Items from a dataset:

____

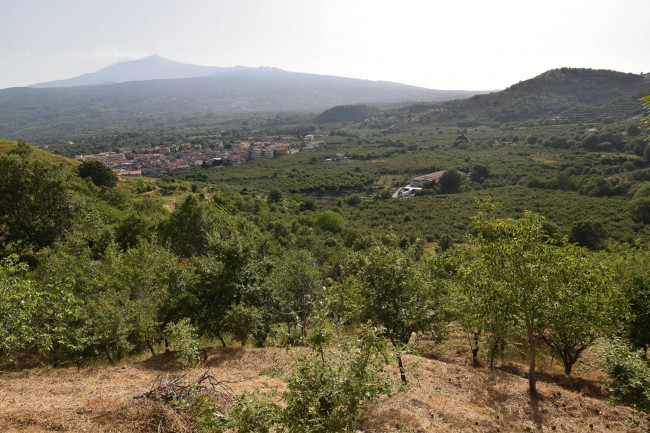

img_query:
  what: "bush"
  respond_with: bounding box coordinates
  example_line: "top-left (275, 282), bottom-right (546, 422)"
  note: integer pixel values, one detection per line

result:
top-left (601, 339), bottom-right (650, 412)
top-left (165, 318), bottom-right (199, 367)
top-left (316, 210), bottom-right (343, 233)
top-left (79, 161), bottom-right (117, 187)
top-left (224, 304), bottom-right (268, 347)
top-left (190, 327), bottom-right (396, 433)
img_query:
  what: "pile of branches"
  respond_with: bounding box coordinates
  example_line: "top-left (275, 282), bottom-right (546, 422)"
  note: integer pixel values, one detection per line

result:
top-left (134, 370), bottom-right (240, 412)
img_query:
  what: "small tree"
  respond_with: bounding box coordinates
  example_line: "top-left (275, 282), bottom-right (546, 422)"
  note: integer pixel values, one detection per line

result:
top-left (438, 168), bottom-right (463, 194)
top-left (190, 327), bottom-right (397, 433)
top-left (466, 201), bottom-right (616, 393)
top-left (165, 318), bottom-right (199, 367)
top-left (316, 210), bottom-right (343, 233)
top-left (0, 256), bottom-right (79, 362)
top-left (348, 246), bottom-right (446, 383)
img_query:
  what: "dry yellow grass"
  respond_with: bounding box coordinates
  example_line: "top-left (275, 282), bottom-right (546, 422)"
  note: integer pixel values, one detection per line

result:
top-left (0, 341), bottom-right (650, 432)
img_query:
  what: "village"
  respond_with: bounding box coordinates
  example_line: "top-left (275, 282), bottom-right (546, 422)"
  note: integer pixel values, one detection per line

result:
top-left (75, 134), bottom-right (327, 177)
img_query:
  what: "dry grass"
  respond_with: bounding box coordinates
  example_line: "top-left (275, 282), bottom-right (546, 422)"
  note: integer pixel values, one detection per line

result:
top-left (0, 338), bottom-right (650, 433)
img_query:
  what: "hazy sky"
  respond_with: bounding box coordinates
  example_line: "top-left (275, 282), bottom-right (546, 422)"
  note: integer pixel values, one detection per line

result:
top-left (0, 0), bottom-right (650, 90)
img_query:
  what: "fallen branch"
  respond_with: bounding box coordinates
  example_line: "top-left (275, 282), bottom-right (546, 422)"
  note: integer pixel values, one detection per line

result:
top-left (134, 370), bottom-right (239, 412)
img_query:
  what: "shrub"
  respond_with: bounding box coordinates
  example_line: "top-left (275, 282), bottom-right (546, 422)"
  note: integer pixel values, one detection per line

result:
top-left (316, 210), bottom-right (343, 233)
top-left (601, 339), bottom-right (650, 412)
top-left (165, 318), bottom-right (199, 367)
top-left (190, 327), bottom-right (396, 433)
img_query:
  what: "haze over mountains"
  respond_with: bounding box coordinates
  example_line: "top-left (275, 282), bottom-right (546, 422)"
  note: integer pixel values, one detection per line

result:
top-left (0, 56), bottom-right (650, 142)
top-left (0, 56), bottom-right (479, 139)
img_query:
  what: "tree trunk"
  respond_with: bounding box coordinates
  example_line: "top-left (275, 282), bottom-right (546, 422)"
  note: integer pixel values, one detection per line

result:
top-left (526, 319), bottom-right (537, 394)
top-left (215, 332), bottom-right (226, 347)
top-left (397, 355), bottom-right (408, 385)
top-left (472, 332), bottom-right (478, 367)
top-left (146, 341), bottom-right (156, 356)
top-left (104, 348), bottom-right (113, 364)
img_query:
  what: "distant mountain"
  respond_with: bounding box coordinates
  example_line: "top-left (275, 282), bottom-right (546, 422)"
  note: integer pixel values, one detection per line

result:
top-left (0, 57), bottom-right (478, 141)
top-left (29, 56), bottom-right (227, 89)
top-left (413, 68), bottom-right (650, 123)
top-left (315, 104), bottom-right (379, 124)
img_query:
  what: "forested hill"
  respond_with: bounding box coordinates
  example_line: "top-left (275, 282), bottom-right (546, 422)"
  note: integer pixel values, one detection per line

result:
top-left (0, 68), bottom-right (476, 141)
top-left (420, 68), bottom-right (650, 123)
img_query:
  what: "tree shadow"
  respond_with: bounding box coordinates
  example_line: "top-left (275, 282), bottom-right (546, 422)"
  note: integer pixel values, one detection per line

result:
top-left (495, 364), bottom-right (608, 400)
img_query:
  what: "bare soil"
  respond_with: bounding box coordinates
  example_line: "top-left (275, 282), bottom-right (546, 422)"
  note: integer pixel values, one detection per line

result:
top-left (0, 340), bottom-right (650, 432)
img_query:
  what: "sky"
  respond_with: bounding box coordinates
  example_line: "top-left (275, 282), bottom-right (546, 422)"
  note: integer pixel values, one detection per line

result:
top-left (0, 0), bottom-right (650, 90)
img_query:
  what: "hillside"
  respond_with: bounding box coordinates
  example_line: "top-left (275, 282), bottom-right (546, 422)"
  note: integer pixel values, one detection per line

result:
top-left (29, 56), bottom-right (225, 88)
top-left (418, 68), bottom-right (650, 123)
top-left (0, 342), bottom-right (649, 433)
top-left (315, 104), bottom-right (379, 123)
top-left (0, 60), bottom-right (476, 141)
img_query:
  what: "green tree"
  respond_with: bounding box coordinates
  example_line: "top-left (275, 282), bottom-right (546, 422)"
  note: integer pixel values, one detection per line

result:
top-left (206, 327), bottom-right (397, 433)
top-left (345, 194), bottom-right (361, 207)
top-left (0, 256), bottom-right (80, 362)
top-left (186, 216), bottom-right (267, 347)
top-left (316, 210), bottom-right (343, 233)
top-left (267, 251), bottom-right (324, 340)
top-left (0, 152), bottom-right (81, 251)
top-left (569, 219), bottom-right (607, 250)
top-left (465, 201), bottom-right (615, 393)
top-left (539, 245), bottom-right (625, 376)
top-left (438, 168), bottom-right (463, 194)
top-left (160, 194), bottom-right (222, 257)
top-left (630, 196), bottom-right (650, 224)
top-left (78, 161), bottom-right (117, 187)
top-left (348, 246), bottom-right (446, 383)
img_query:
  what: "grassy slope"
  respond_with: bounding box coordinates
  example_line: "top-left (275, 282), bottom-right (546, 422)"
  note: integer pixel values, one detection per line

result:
top-left (0, 138), bottom-right (79, 166)
top-left (0, 340), bottom-right (650, 432)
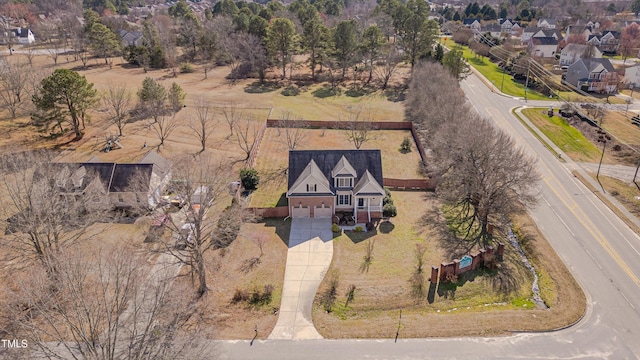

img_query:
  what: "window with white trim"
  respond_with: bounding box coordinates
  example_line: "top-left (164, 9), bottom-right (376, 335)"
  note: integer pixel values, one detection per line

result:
top-left (338, 195), bottom-right (351, 205)
top-left (336, 178), bottom-right (353, 187)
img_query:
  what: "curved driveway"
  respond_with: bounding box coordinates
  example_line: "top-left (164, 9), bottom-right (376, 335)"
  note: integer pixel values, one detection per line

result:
top-left (220, 75), bottom-right (640, 360)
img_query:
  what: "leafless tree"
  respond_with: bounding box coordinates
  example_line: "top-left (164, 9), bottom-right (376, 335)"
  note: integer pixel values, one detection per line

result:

____

Exercise objective: Filter the items above down to the lines that contain the string "tree", and copy each of those lines.

Expected answer:
  what: "small tree"
  what: "tree trunk"
  what: "tree shadow"
  what: "green tree"
  what: "leafless tree"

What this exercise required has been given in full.